Auszug der Seite
= = = =

Sportpolitik:Im deutschen Sport gärt und grummelt es immens

Pressekonferenz zur Reform des Leistungssports

DOSB-Boss Alfons Hörmann und der Ethikchef Thomas de Maizière, damals noch als Bundesinnenminister, bei einer Pressekonferenz zur Leistungssportreform.

(Foto: Soeren Stache/dpa)
  • Bei der Mitgliederversammlung des DOSB steht Präsident Alfons Hörmann stark in der Kritik.
  • Vor Kurzem hatte er suggeriert, 95 Prozent aller Athleten würden die umstrittene Leistungssportreform unterstützen.
  • "Ich glaube, er hat seinem Ansehen schweren Schaden zugefügt", sagt Leichtathletik-Chef Clemens Prokop.

Von Johannes Aumüller, Magdeburg

Erst geht es in den Saal Otto-von-Guericke, dann in den Salon Dresden, und welchen Eindruck Alfons Hörmann dabei und danach macht, das ist die spannende Frage. Mitgliederversammlungen des Deutschen Olympischen Sportbundes (DOSB) strecken sich traditionell über zwei Tage. Am Samstag steht der öffentliche Teil an, dann fallen die Beschlüsse. Aber als heikler muss die Verbandsspitze meist den Freitag einstufen, an dem sich die Delegierten in verschiedenen internen Runden zusammenfinden. Und das gilt insbesondere dieses Mal in Magdeburg, wenn die Spitzenverbände (Guericke-Saal) und die Landessportbünde (Saal Dresden) tagen.

Noch selten ist ein DOSB-Präsident so angeschlagen in eine Mitgliederversammlung gegangen wie nun Hörmann. Im deutschen Sport gärt und grummelt es immens, und inzwischen hat die Unzufriedenheit über Hörmann bei vielen einen Grad erreicht, an dem sie sich zunehmend Gedanken über personelle Alternativen machen. Der Präsident selbst ist sichtbar gereizt. In einem Interview mit der Stuttgarter Zeitung sagte er auf die Frage, ob eine Kampagne gegen seine Person laufe: "Diesen Eindruck kann man gewinnen."

= = = =

Stimmen diese Aussagen mit dem Artikel zur DOSB-Mitgliederversammlung überein? Beantworten Sie jede mit Ja oder Nein und zitieren Sie die entscheidenden Worte aus dem Artikel wörtlich: 1. Mitgliederversammlungen des DOSB dauern traditionell zwei Tage. 2. Die Beschlüsse fallen am Freitag. 3. Hörmann wirkt gelassen.

Gesammelte Daten
= = = =

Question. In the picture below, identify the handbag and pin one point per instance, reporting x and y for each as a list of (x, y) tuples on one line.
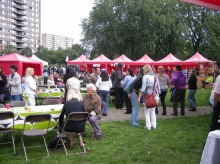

= = = =

Lösung zur Aufgabe
1. Ja: „Mitgliederversammlungen des Deutschen Olympischen Sportbundes (DOSB) strecken sich traditionell über zwei Tage.“
2. Nein: „Am Samstag steht der öffentliche Teil an, dann fallen die Beschlüsse.“
3. Nein: „Der Präsident selbst ist sichtbar gereizt.“